## Fragmento del documento:
============

La desaparición es «una herida que nunca se cierra»
31 marzo 2023
La historia de Izabel López Raymundo en el panteón de historias de desapariciones es la de alguien víctima de daños colaterales.
Era el 13 de junio de 1982, cuando el régimen militar de Efraín Ríos Mont rodeó el pueblo de Nebaj, donde ella vivía en Guatemala. Los militares estaban aplicando la política de tierra quemada, la cual consiste en destruir todo lo que está a la vista. Prendieron fuego a las casas; dispararon a un hombre que protestaba por los incendios delante de su propia casa; el hijo se puso delante de su familia para protegerles, por lo que también fue disparado. La madre fue llevada a la parte de atrás de la casa con un bebé en su espalda, donde fue disparada a quemarropa. La bala mató a la madre, pero se quedó alojada en el cuerpo de la bebé. Un soldado cogió a la bebé, con el pretexto de salvarla, y fue entregada a un orfanato. La bebé fue adoptada posteriormente y llevada a Bélgica, donde creció.
La bebé, que ahora es un adulto, es López. Ella tiene una cicatriz en el pecho por donde entró la bala, «como si dijera: para que no te olvides», explicó López. Fue esta cicatriz la que ayudó al resto de su familia a identificarla en última instancia.
López narró su historia durante el período reciente de sesiones del Comité contra la Desaparición Forzada (CED). El Comité escucha o lee de forma rutinaria testimonios de familias y otros supervivientes de desapariciones forzadas.
«Hoy estoy dando mi testimonio como homenaje a mi familia, la cual fue masacrada a sangre fría, y también como tributo a las víctimas de la guerra que los hizo desaparecer,» indicó López. «Estas familias que tuvieron que reconstruir sus vidas soportando el daño físico y psicológico causado por las masacres pero también por la desaparición de sus seres queridos. Doy mi testimonio con la esperanza de que las cosas cambien en el futuro, y de que esto no vuelva a ocurrir.»
Cuando un niño o niña es víctima de una apropiación ilícita, él o ella es privado de sus recuerdos familiares, declaró el miembro del comité Juan José López Ortega. Historias como las de López nos ayudan a recordar que los niños también pueden ser víctimas de desaparición forzada.
«Esta emocionante historia nos sirve para destacar la importancia que tiene el Convenio para este Comité y para los Estados con el fin de adoptar todas las medidas necesarias para prevenir la desaparición forzada de niños,» aseguró él. «Cuando un niño es víctima de estos actos... toda la información esencial para identificarle queda oculta o desaparece. Los recuerdos familiares son un valor básico, a los que todos y todas tenemos derecho y que no deben arrebatarse a ninguna persona.»

============

## Consigna 1:
Resume en forma de lista el párrafo del texto sobre la desaparición forzada que comienza con «Era el 13 de junio de 1982», conservando sus hechos principales.

Entradas de datos extraídos
============

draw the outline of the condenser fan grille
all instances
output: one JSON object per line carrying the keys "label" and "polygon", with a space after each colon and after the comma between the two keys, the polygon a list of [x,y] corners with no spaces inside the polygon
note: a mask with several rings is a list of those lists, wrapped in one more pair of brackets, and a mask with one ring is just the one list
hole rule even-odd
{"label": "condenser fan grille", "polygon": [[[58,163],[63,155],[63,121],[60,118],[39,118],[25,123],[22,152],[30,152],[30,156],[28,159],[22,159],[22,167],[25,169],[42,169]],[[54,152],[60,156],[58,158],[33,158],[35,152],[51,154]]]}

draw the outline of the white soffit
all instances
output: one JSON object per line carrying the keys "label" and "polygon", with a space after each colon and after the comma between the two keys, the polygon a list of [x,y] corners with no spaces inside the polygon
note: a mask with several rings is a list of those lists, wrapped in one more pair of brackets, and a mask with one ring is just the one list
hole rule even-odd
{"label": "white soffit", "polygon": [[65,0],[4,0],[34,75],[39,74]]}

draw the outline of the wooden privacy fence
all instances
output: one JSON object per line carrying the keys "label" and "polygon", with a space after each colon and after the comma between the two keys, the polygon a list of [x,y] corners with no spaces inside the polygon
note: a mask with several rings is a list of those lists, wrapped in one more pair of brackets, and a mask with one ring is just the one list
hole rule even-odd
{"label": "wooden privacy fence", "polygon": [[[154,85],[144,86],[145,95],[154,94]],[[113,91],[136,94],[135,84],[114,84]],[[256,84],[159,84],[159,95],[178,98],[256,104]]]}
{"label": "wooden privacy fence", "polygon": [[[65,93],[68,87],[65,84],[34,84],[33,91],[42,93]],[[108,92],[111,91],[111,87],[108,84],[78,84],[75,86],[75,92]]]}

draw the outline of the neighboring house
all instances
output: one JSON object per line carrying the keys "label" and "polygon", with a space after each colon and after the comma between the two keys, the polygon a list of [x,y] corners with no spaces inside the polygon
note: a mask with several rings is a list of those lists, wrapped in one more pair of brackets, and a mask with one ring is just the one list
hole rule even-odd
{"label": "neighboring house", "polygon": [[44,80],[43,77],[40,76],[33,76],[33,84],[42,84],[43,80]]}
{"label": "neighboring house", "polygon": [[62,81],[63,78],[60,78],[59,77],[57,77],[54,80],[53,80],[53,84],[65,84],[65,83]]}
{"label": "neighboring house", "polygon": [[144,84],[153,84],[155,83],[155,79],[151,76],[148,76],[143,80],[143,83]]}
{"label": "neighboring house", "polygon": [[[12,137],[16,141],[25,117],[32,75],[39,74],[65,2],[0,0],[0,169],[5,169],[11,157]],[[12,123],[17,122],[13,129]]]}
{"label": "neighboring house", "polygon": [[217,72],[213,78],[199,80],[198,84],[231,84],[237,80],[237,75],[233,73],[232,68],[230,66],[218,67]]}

============

## Consigna 2:
Reúne todas las líneas de las entradas que contengan la cadena "grille" y cópialas sin cambios. Se distinguen mayúsculas y minúsculas.

## Respuesta final 1:
- El 13 de junio de 1982, el régimen militar de Efraín Ríos Mont rodeó Nebaj, en Guatemala, donde vivía ella.
- Los militares aplicaban la política de tierra quemada, que consiste en destruir todo lo que está a la vista.
- Prendieron fuego a las casas.
- Dispararon a un hombre que protestaba por los incendios delante de su casa.
- También dispararon al hijo, que se puso delante de su familia para protegerla.
- La madre, con una bebé a la espalda, fue llevada detrás de la casa y recibió un disparo a quemarropa.
- La bala la mató y quedó alojada en el cuerpo de la bebé.
- Un soldado se llevó a la bebé con el pretexto de salvarla, y la entregaron a un orfanato.
- Más tarde la bebé fue adoptada y llevada a Bélgica, donde creció.

## Respuesta final 2:
draw the outline of the condenser fan grille
{"label": "condenser fan grille", "polygon": [[[58,163],[63,155],[63,121],[60,118],[39,118],[25,123],[22,152],[30,152],[30,156],[28,159],[22,159],[22,167],[25,169],[42,169]],[[54,152],[60,156],[58,158],[33,158],[35,152],[51,154]]]}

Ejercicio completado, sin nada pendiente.